(PASSAGE TO READ):
Man, when I heard Lou was dead my mind just went back to those days on the Lower East Side, man, no one was living there in those days, the Bowery, man, I mean I’m talking about the Bowery, just being there for the first Velvets gig, and Andy running the gig and doing the lights, and Ultra Violet and Edie, and Cale on the viola, and Nico of course, ice-cold Nico, and — say what? What do you mean were you there? Are you doubting me, the Bowery man, the goddamn Bowery, OK, I was 18 months old, but dude we were precocious in those days, I mean CBGB’s, man? Have I mentioned the Bowery?
Quite possibly I am not the only one to have fallen into the belief that I was there, in the deadened Lower East Side of Manhatten in the late ’60s, when the Velvets formed, came into the orbit of Andy Warhol’s “Factory” of mass-produced high art, of experimental film, of cross-over between rock and the performance art movement whose young practitioners were spreading east in a search for cheap warehouse space. The West Coast was given over to hippiedom — Velvet Underground’s first album was created in the Summer of Love — and the trad bohemia of Greenwich Village, on Manhattan’s Lower West Side, was still wrapped up in folk-rock and free jazz.
Bohemia, the outside, call it what you will, is dead now, incorporated into capital in the 1980s. It was barely alive in the ’60s, but there was still something of it, some frontier, worlds where the desperately poor and excluded went — many of them gay, lesbian, black, trans, mentally ill, merely strange — for cheap rent, followed by artists without grants, with no expectation of cafe filter bars and ideas festivals gigs. The great modernist/romantic arc, coming out of the late 1700s, the belief that some great Truths of human existence could be expressed, ended and died there.
Sgt Pepper’s/San Francisco/Woodstock was their highest, latest expression, also their most cliched and reductive, simple notions that life could be as fully present as a sunburst Godspell poster. Such late perversions shared, in their own way, assumptions about life and art that went back through Pollock and Kerouac, Miller and Eliot, Whistler and Dowson, to Shelley and Turner. Within all that there had always been another kind of art, one celebrating absence, negativity and uneasy death — Celine, Beckett, De Chirico, Duchamp — but more often celebrated by silence and failure.
By the ’50s, this romantic antiphon had two great champions: William Burroughs, the anti-Beat, who showed via heroin that all desire was simply a McGuffin, an empty package leading you through life — the great virtue of heroin addiction being that it made the paradox of desire crystal clear — and Andy Warhol, who made a depersonalised art that was as compelling as the furiously individual and deep canvases of the De Koonings and Rothkos of the era. That space is already before the word attaches to it, “punk” — nihilistic, mocking, spare, cool, bitter, thereby compelling — eventually taking its name from sailors’/prisoners’ argot for a passive (and unwilling) homosexual bottom, a purely subjected.
Punk was in art before it was in rock, even though you can hear punk in it from the start — “That’s close enough for rock’n’roll,” Elvis’s guitarist Scotty Moore can be heard saying in an early recording, after some ragged solo during the Sun sessions, a line of “fuck it” running forward through Link Wray’s Rumble, back to the ’20s “hokum” blues, where most of early rock can be found (if you want to hear what may or may not be the first rock song but is definitely the first punk number try Tampa Red’s Tight Like That of 1925).

(THE DATA):

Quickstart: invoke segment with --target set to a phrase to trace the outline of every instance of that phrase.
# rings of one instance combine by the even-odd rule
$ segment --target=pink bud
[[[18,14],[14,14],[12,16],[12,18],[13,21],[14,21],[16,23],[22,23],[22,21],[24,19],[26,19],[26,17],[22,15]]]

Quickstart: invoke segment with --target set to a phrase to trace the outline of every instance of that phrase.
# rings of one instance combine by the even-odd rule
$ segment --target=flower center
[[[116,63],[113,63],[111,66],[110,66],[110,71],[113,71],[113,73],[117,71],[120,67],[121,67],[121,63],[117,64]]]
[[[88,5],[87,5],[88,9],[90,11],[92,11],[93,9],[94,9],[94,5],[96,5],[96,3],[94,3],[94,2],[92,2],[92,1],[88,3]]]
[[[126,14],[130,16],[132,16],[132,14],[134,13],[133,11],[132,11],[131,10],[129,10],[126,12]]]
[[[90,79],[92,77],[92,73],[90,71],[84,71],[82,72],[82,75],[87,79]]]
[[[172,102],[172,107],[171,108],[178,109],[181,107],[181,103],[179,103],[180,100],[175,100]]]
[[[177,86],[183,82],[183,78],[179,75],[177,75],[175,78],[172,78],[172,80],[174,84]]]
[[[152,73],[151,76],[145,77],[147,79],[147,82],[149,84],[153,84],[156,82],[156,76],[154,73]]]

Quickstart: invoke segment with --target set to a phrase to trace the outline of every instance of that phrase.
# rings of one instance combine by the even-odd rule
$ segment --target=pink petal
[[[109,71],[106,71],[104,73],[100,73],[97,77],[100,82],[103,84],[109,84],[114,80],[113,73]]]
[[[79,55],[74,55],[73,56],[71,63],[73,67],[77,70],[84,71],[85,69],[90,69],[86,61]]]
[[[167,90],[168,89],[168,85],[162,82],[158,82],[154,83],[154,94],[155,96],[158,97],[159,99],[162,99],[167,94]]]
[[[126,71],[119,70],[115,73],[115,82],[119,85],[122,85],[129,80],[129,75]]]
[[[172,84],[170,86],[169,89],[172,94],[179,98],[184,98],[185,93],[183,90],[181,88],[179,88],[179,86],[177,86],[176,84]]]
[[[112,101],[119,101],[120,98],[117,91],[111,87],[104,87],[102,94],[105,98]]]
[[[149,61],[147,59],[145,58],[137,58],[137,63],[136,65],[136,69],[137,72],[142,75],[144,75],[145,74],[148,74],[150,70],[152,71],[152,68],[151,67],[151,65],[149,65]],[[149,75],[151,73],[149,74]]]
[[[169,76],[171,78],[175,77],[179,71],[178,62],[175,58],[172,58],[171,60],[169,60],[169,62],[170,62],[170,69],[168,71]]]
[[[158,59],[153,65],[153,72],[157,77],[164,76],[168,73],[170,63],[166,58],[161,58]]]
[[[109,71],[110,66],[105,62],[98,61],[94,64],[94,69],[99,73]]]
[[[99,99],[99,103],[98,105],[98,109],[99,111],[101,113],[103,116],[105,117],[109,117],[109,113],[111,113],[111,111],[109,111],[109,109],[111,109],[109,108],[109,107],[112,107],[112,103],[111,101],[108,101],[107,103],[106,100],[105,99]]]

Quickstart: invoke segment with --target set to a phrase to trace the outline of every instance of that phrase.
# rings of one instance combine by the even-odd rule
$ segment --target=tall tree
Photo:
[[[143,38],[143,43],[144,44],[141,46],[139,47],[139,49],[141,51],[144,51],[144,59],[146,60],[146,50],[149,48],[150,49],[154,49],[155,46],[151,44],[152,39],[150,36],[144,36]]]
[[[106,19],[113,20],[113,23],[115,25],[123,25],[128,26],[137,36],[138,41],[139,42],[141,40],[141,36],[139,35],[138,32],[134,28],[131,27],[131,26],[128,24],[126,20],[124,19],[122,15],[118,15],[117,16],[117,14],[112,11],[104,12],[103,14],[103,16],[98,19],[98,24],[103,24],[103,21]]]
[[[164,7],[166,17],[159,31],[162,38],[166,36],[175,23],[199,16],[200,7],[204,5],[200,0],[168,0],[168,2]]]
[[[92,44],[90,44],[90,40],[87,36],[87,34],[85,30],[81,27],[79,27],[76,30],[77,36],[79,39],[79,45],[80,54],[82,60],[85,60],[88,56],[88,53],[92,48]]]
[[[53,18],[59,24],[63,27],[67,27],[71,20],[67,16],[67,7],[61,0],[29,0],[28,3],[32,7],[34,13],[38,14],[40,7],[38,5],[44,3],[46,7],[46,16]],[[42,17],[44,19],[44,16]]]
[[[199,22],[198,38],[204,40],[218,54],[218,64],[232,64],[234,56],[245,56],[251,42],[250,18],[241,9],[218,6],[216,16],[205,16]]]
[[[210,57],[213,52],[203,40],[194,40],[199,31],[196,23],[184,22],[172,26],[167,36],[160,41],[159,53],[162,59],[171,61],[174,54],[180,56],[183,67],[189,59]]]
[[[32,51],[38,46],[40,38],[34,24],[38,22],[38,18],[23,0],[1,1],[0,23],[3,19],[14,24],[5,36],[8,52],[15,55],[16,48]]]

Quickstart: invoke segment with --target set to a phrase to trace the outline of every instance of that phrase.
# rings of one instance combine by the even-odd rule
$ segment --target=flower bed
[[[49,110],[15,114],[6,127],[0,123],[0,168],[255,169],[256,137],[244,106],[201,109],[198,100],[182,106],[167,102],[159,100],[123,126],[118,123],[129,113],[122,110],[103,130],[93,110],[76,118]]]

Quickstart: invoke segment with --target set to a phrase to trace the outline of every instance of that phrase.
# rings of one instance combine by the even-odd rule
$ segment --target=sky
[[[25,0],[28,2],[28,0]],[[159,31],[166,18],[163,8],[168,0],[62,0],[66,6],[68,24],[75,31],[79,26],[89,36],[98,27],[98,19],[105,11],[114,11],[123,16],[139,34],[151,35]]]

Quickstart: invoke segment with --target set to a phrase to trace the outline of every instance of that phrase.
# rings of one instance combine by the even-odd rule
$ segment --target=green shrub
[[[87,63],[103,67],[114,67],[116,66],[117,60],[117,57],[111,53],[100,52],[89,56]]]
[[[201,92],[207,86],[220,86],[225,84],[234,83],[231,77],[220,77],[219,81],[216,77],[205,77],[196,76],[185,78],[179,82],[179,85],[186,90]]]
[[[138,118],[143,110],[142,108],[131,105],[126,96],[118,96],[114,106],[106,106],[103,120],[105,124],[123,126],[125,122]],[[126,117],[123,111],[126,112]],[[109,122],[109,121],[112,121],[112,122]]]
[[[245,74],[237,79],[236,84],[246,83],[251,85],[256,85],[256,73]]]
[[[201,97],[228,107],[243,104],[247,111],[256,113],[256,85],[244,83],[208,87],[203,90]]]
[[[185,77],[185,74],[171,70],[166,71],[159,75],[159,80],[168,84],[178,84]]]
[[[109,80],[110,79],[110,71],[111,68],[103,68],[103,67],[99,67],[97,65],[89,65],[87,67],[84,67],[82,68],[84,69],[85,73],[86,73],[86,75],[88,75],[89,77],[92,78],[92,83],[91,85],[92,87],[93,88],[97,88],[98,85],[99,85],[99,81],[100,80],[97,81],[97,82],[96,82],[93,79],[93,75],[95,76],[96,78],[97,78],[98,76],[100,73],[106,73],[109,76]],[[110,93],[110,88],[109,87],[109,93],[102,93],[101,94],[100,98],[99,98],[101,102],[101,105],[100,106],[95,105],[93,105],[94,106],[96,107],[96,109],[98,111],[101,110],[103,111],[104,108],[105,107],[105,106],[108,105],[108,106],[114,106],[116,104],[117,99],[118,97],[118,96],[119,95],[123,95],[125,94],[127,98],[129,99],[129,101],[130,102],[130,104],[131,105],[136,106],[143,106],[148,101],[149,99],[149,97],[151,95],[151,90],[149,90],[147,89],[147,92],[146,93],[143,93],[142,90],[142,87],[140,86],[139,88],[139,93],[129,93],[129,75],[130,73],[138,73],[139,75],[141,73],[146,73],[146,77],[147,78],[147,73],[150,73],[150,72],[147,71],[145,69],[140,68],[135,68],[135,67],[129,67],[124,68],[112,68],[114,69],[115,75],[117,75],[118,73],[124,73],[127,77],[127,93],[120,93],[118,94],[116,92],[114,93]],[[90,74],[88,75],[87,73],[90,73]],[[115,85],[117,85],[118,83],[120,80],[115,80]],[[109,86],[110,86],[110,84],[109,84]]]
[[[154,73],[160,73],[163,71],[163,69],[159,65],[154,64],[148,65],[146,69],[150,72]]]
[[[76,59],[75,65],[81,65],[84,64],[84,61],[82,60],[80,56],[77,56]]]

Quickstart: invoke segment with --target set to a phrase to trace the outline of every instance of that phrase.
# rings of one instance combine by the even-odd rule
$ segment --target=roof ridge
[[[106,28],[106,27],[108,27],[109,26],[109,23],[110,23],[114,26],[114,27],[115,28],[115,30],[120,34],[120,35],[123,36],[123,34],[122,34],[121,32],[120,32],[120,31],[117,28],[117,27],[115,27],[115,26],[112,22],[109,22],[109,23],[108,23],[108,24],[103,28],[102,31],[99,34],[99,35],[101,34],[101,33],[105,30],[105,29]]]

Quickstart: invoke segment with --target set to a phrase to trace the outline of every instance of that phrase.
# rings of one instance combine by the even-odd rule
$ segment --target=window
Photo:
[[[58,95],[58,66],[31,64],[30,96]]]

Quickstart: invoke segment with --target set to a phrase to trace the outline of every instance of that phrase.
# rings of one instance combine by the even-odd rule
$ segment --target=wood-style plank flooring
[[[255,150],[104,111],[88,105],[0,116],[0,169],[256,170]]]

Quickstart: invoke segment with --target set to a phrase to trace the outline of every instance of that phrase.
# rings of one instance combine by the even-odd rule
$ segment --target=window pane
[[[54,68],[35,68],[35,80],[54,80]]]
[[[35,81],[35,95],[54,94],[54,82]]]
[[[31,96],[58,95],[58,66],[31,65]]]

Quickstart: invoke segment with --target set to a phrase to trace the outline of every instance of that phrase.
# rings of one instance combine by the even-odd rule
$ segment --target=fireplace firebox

(EXERCISES TO COMPLETE):
- a) Reproduce word for word the portion of the essay on the Velvet Underground that begins at the words "Bohemia, the outside, call" and stops after the words "and died there.".
- b) In the essay on the Velvet Underground, which guitarist is heard saying "That's close enough for rock'n'roll" in an early recording?

(TASK RESPONSES):
- a)
Bohemia, the outside, call it what you will, is dead now, incorporated into capital in the 1980s. It was barely alive in the ’60s, but there was still something of it, some frontier, worlds where the desperately poor and excluded went — many of them gay, lesbian, black, trans, mentally ill, merely strange — for cheap rent, followed by artists without grants, with no expectation of cafe filter bars and ideas festivals gigs. The great modernist/romantic arc, coming out of the late 1700s, the belief that some great Truths of human existence could be expressed, ended and died there.

- b) Scotty Moore, Elvis's guitarist, during the Sun sessions.